Return every record verbatim.

+---+

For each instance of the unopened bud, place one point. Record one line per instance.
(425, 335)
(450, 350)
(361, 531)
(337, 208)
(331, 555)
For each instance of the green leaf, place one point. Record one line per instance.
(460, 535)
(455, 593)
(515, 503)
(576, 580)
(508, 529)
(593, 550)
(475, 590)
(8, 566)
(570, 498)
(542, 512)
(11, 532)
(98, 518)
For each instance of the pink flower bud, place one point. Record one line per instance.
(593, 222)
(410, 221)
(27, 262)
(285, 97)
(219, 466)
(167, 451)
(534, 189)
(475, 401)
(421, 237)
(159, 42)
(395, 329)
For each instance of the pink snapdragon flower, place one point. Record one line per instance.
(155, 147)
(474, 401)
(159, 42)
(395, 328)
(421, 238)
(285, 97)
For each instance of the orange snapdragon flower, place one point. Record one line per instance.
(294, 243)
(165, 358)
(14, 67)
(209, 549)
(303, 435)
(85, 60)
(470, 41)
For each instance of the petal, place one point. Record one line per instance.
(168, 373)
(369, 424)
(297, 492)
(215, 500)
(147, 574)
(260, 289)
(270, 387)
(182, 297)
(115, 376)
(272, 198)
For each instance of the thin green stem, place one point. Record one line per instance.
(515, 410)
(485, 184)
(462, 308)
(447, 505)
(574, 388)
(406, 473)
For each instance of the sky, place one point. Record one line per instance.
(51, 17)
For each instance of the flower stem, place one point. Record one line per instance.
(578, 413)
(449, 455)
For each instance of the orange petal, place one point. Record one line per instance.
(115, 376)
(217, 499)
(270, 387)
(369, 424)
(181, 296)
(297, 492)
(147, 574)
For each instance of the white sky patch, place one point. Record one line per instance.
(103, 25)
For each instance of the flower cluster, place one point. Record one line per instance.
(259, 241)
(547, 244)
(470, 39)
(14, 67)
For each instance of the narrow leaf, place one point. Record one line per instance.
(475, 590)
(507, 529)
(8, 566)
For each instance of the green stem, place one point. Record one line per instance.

+---+

» **Answer for this exercise**
For each instance of the unopened bud, place one point. Record one line per instance.
(425, 335)
(450, 350)
(361, 531)
(337, 208)
(331, 555)
For each instance of the green leaf, place one point. Record one line per instance.
(460, 535)
(455, 593)
(515, 503)
(576, 580)
(508, 529)
(593, 550)
(475, 590)
(8, 566)
(570, 498)
(542, 512)
(11, 532)
(98, 518)
For each instance of the pink flower bud, place one point. Record one line per instance.
(593, 222)
(410, 221)
(27, 262)
(285, 97)
(219, 466)
(167, 451)
(534, 189)
(475, 401)
(421, 237)
(159, 42)
(395, 329)
For each instance of the pink snapdragon flower, place one point. Record one line per instance.
(155, 147)
(474, 401)
(159, 42)
(395, 328)
(421, 238)
(285, 97)
For each instance of the orange snapdragon flower, place one point. Record one line per instance.
(294, 243)
(165, 358)
(14, 67)
(209, 549)
(303, 435)
(85, 60)
(470, 41)
For each instance of the petal, place one point. Record one line per instance.
(168, 373)
(369, 424)
(297, 492)
(215, 500)
(147, 574)
(260, 289)
(270, 387)
(182, 297)
(115, 376)
(272, 198)
For each instance of the thin green stem, place one point. Record one line per instance.
(515, 410)
(485, 184)
(462, 308)
(447, 505)
(574, 388)
(406, 473)
For each instance of the sky, place one point. Record one line per instance.
(51, 17)
For each instance of the flower stem, place one point. Record one line per instance.
(578, 413)
(449, 455)
For each instance of the orange petal, place one point. Record one line per instance.
(115, 376)
(217, 499)
(270, 387)
(369, 424)
(181, 296)
(297, 492)
(147, 574)
For each instance of the white sky patch, place one point. Record one line per instance.
(103, 25)
For each instance of the flower cluster, place one point. Record one line per instance.
(259, 241)
(547, 244)
(470, 39)
(14, 67)
For each instance of the narrow leaf, place one point. Record one line per instance.
(475, 590)
(507, 529)
(8, 566)
For each instance of the green stem, place one point. Record one line per instance.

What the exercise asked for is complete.